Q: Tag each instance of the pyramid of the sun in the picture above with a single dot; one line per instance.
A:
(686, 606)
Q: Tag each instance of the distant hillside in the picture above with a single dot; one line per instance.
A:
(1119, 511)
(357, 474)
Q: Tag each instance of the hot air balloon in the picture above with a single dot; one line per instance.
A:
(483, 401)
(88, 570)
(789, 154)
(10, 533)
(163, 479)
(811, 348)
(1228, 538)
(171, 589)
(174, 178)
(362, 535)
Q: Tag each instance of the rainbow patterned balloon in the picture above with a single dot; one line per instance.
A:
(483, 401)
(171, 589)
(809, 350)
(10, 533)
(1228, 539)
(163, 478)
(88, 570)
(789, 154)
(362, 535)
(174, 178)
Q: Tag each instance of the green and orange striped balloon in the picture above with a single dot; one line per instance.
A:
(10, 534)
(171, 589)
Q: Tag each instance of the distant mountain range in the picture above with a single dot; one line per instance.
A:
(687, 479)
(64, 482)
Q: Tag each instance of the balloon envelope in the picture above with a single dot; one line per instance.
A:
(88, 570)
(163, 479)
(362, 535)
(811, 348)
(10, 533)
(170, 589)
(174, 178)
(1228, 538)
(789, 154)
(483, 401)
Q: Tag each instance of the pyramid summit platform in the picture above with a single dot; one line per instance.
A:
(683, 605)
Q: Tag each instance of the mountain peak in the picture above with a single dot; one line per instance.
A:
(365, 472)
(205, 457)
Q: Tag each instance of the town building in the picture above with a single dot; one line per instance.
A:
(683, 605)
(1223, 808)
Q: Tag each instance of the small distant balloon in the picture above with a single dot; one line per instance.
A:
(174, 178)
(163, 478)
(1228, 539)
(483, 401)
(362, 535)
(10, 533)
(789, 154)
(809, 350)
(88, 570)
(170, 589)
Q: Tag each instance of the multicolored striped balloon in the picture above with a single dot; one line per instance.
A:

::::::::

> About this exercise:
When the material above has been read, copy all of it exactly.

> Exercise response:
Q: Tag each instance of the pyramid of the sun in the picture above with a single dot; one line per instance.
A:
(686, 606)
Q: Tag each instance of the distant hillside in the picture above with a single dot; one line per instance.
A:
(1119, 511)
(357, 474)
Q: Tag each instance of the hot air balloon in the picture above with a single dot; one line per instance.
A:
(483, 401)
(88, 570)
(789, 154)
(10, 533)
(163, 479)
(811, 348)
(1228, 538)
(171, 589)
(174, 178)
(362, 535)
Q: Tag each instance of the rainbow patterned balloon in the picture above with a single dot; one line per instance.
A:
(483, 401)
(171, 589)
(809, 350)
(10, 533)
(1228, 539)
(163, 478)
(88, 570)
(789, 154)
(362, 535)
(174, 178)
Q: Tag each instance of the green and orange striped balloon in the picture above with a single dot; one line per instance.
A:
(10, 534)
(171, 589)
Q: Tag each instance of the distant mountain range in the picture above with a single dot; one line per instance.
A:
(687, 479)
(64, 482)
Q: Tag each instance of the balloon envelope in the picture above with a single dot; one line per instance.
A:
(88, 570)
(163, 479)
(362, 535)
(811, 348)
(10, 533)
(170, 589)
(174, 178)
(1228, 538)
(789, 154)
(483, 401)
Q: Tag each instance of the pyramid summit platform in the picture above with a single dot; one line per instance.
A:
(683, 605)
Q: Tag each instance of the mountain peak in the picture above with a single dot; one line per instance.
A:
(365, 472)
(205, 457)
Q: Tag each instance of the town building in the picture above with a single dot; one line per instance.
A:
(683, 605)
(1223, 808)
Q: Tag each instance of the small distant balloon in the picture above with a single dot; one line per instance.
A:
(174, 178)
(163, 478)
(1228, 539)
(483, 401)
(362, 535)
(10, 533)
(789, 154)
(809, 350)
(88, 570)
(170, 589)
Q: Tag each instance of the multicolored striped balloon in the picture above with a single dot; one line per instance.
A:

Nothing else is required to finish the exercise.